==== Texte choisi
Brillant orateur, Vallas fut chargé jusqu’en 1911 d’un cours d’histoire de la musique à l’Université puis au Conservatoire de Lyon. Toutefois, il fréquentait assidûment le monde parisien. La Sorbonne lui confia un cours d’été sur l’histoire de la musique française contemporaine (1928-1930) et il fonda avec Gabriel Bender les conférences de « La Musique vivante ». Il en donna aussi aux États-Unis (1929-1935). Mais ses ambitions tourneront court : jamais il ne sera nommé ni à la tête du Conservatoire de Lyon, ni à la chaire d’histoire de la musique du Conservatoire de Paris.
Avec le compositeur et chef d’orchestre Georges Martin Witkowski (1867-1943), il fonda en 1902 la Schola cantorum lyonnaise, et organisa avec dynamisme à ses côtés la Société des Grands Concerts, à l’origine de l’actuel Orchestre National de Lyon. Leurs relations furent assez conflictuelles car Vallas ne se privait pas de dénigrer ouvertement ses interprétations.
La vie artistique en province au début du XXe siècle était foisonnante. Vallas devint critique musical au Tout-Lyon dès 1902 et créa l’année suivante son propre journal : La Revue musicale de Lyon. Puis il rejoignit Le Salut Public et Le Progrès de Lyon où il exerça pendant 35 ans. Très vite, le polémiste – persuadé du rôle capital du critique dans la formation du goût de ses concitoyens – se fit remarquer par ses jugements tranchés et sa plume corrosive. Combien parmi ses confrères rencontrèrent une réputation nationale voire internationale ? Evidemment, opinions sans concession et formules féroces, telles qu’on aimait alors les ciseler, envers ses concurrents (comme les frères Reuchsel) lui valurent de solides inimitiés. Ainsi à propos de Gustave Samazeuilh : « compositeur rasant », de Charles Marie Widor : « une symphonie de cet imbécile ne produit qu’un effet d’hilarité » ou du ténor Fabert : « Quelle rage ils ont tous à vouloir chanter plus haut que leur luth ! » Inconditionnel de Debussy, il pourfendit le jeune Ravel : « Là, j’ai vu Ravel, toujours minuscule, comme sa musique » (19 octobre 1910) et lorsqu’il le croisa à nouveau le 5 mars 1920 : « Ravel donne l’impression d’un ex-jeune très aigri par le succès de ses successeurs. » Léon Vallas est l’auteur de biographies de César Franck, Claude Debussy, Vincent d’Indy (qu’il n’épargna guère) et Georges Migot.
========
==== Données
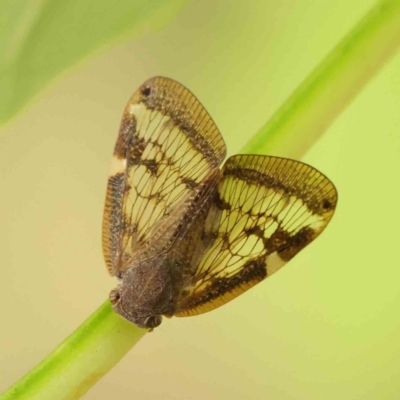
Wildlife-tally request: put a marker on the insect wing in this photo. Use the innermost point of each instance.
(266, 211)
(167, 145)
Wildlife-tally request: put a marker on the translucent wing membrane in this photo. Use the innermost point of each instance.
(266, 210)
(167, 145)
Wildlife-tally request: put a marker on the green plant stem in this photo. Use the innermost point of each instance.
(81, 360)
(97, 345)
(327, 91)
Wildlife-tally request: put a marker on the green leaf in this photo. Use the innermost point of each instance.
(41, 38)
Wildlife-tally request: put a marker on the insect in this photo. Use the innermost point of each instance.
(183, 236)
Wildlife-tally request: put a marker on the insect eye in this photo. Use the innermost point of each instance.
(146, 91)
(153, 321)
(114, 296)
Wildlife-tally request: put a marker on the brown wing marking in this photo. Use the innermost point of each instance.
(267, 210)
(167, 144)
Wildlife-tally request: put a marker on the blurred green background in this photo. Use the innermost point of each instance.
(325, 327)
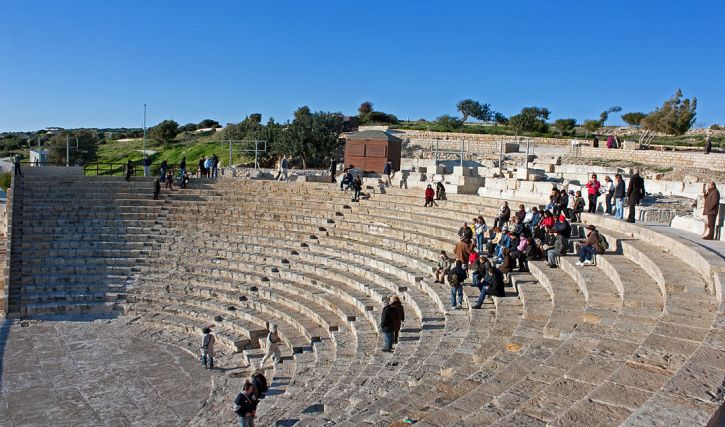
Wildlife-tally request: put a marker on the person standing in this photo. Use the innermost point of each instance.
(272, 349)
(618, 196)
(146, 166)
(207, 348)
(215, 166)
(333, 171)
(635, 193)
(129, 170)
(388, 319)
(245, 405)
(493, 285)
(283, 168)
(712, 206)
(429, 195)
(162, 170)
(456, 277)
(157, 188)
(593, 192)
(609, 193)
(182, 166)
(388, 171)
(16, 162)
(400, 319)
(357, 188)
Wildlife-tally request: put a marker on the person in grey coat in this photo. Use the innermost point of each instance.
(561, 245)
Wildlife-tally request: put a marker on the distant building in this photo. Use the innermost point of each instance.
(38, 157)
(369, 150)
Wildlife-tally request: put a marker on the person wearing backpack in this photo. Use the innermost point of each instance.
(207, 348)
(493, 285)
(245, 405)
(259, 381)
(590, 247)
(272, 350)
(388, 319)
(455, 280)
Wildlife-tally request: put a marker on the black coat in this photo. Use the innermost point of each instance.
(389, 318)
(495, 283)
(635, 190)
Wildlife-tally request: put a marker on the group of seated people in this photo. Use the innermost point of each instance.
(527, 235)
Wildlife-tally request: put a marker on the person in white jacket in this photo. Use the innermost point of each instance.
(207, 348)
(272, 349)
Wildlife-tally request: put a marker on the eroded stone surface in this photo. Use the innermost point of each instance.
(93, 373)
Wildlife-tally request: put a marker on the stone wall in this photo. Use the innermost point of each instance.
(476, 143)
(711, 161)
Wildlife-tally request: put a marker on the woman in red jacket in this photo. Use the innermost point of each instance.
(429, 196)
(593, 187)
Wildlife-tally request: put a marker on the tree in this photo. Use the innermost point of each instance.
(83, 146)
(446, 123)
(311, 136)
(165, 131)
(633, 119)
(208, 123)
(605, 114)
(592, 125)
(365, 108)
(500, 119)
(475, 109)
(530, 119)
(565, 125)
(189, 127)
(675, 117)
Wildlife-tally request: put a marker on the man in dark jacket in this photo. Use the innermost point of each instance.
(561, 245)
(712, 206)
(333, 170)
(401, 318)
(492, 285)
(504, 213)
(635, 192)
(245, 405)
(388, 319)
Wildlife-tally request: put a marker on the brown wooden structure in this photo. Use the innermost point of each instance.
(368, 150)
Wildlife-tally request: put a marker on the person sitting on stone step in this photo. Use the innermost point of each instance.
(398, 323)
(389, 318)
(245, 405)
(559, 248)
(207, 348)
(428, 195)
(504, 213)
(443, 266)
(462, 251)
(492, 285)
(272, 347)
(563, 226)
(590, 247)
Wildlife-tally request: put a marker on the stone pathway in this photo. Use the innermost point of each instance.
(91, 373)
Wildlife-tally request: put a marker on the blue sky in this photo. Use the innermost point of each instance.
(95, 63)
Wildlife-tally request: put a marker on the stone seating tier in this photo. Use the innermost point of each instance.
(621, 342)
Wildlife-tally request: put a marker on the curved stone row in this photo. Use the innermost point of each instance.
(625, 341)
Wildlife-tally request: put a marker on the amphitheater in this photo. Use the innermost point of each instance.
(106, 291)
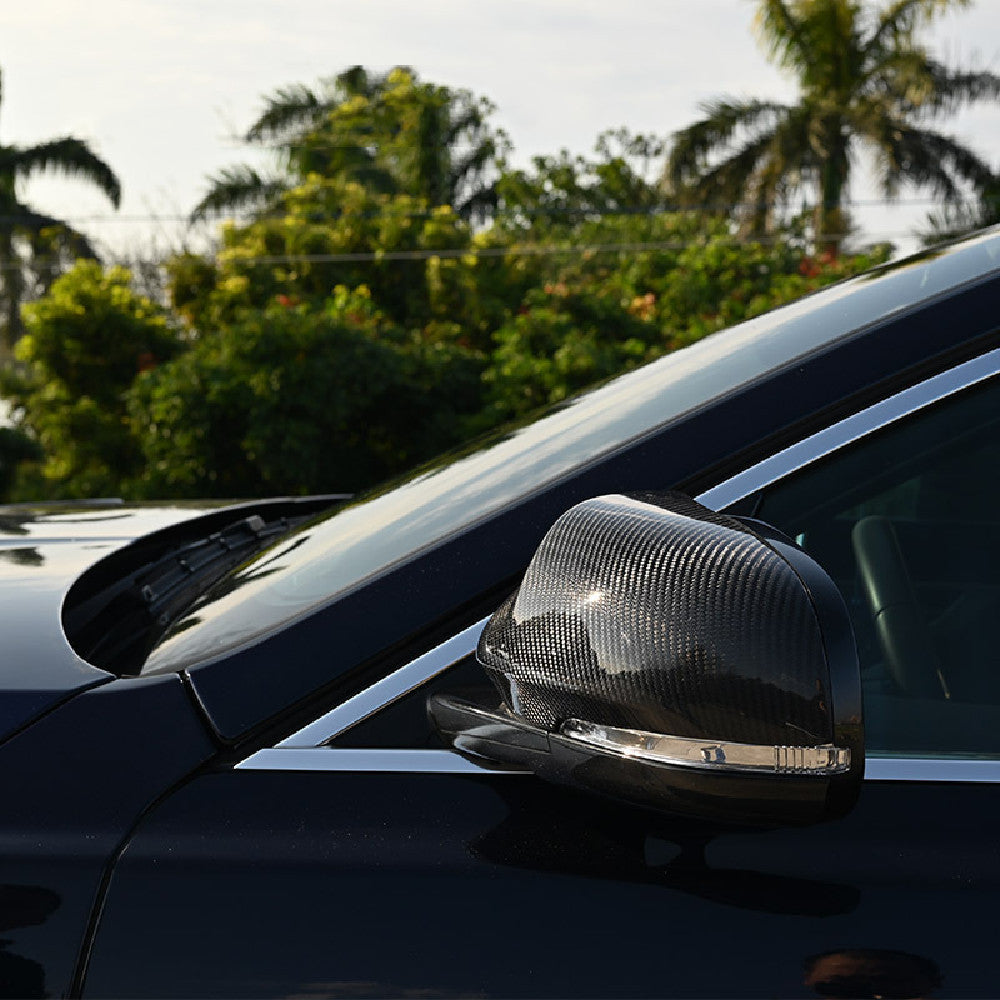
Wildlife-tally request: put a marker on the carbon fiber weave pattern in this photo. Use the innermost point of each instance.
(661, 616)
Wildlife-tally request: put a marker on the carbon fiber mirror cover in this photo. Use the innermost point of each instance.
(657, 614)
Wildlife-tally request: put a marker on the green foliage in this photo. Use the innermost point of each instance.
(35, 247)
(84, 344)
(294, 399)
(392, 134)
(395, 291)
(864, 82)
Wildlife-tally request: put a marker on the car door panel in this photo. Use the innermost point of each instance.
(361, 884)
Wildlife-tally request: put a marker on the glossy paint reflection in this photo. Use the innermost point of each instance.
(23, 906)
(363, 539)
(502, 886)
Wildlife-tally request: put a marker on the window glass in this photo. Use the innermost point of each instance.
(907, 522)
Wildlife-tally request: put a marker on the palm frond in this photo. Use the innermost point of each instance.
(725, 120)
(928, 159)
(781, 34)
(286, 113)
(69, 156)
(951, 90)
(899, 20)
(238, 189)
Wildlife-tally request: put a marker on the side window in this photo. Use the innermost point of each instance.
(907, 522)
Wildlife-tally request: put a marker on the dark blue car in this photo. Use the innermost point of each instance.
(734, 734)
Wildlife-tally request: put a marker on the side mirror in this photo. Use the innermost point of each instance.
(677, 659)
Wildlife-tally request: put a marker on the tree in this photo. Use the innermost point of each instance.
(84, 343)
(865, 83)
(392, 133)
(300, 398)
(35, 247)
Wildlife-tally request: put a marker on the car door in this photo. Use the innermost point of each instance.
(355, 858)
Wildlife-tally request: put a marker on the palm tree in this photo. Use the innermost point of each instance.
(34, 246)
(390, 132)
(865, 84)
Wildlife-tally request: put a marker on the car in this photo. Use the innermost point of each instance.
(237, 756)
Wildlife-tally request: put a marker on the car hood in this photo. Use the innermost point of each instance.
(43, 549)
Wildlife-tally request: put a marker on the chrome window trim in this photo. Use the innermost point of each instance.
(305, 750)
(951, 770)
(850, 429)
(370, 761)
(947, 769)
(384, 692)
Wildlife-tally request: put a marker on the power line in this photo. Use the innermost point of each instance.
(585, 214)
(514, 250)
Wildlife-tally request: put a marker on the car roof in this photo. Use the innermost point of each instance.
(461, 531)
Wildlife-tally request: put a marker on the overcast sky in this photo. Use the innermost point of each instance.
(161, 87)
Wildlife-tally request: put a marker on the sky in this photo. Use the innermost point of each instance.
(162, 88)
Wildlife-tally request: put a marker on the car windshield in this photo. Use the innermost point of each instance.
(324, 561)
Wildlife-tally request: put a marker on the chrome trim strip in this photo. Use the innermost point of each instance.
(387, 690)
(303, 750)
(710, 755)
(837, 435)
(370, 762)
(950, 769)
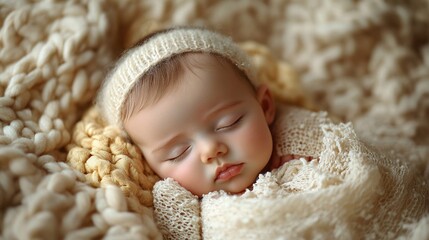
========
Consigne A: D’après le texte sur Léon Vallas, avec qui et en quelle année fonda-t-il la Schola cantorum lyonnaise ?
Consigne B: Prolongez le texte sur Léon Vallas en reprenant juste après sa dernière phrase.

Résultat A: Il la fonda en 1902 avec le compositeur et chef d’orchestre Georges Martin Witkowski.

Résultat B:
La copieuse introduction-analyse de Jérôme Dorival s’avère un appoint indispensable à la lecture du Journal qui ne couvre pleinement que les deux années 1910 – 1911 et se voit complété par des extraits d’agendas. La verdeur de ton de ces pages – qui n’étaient pas destinées à la publication – amuse souvent, irrite parfois. Précieux témoignage de la mentalité de l’époque, « le Journal de Vallas a le grand mérite de nous faire sentir qu’être un contemporain rime autant avec partialité et aveuglement qu’avec intuition et empathie. » Cette ambivalence en fait tout le prix.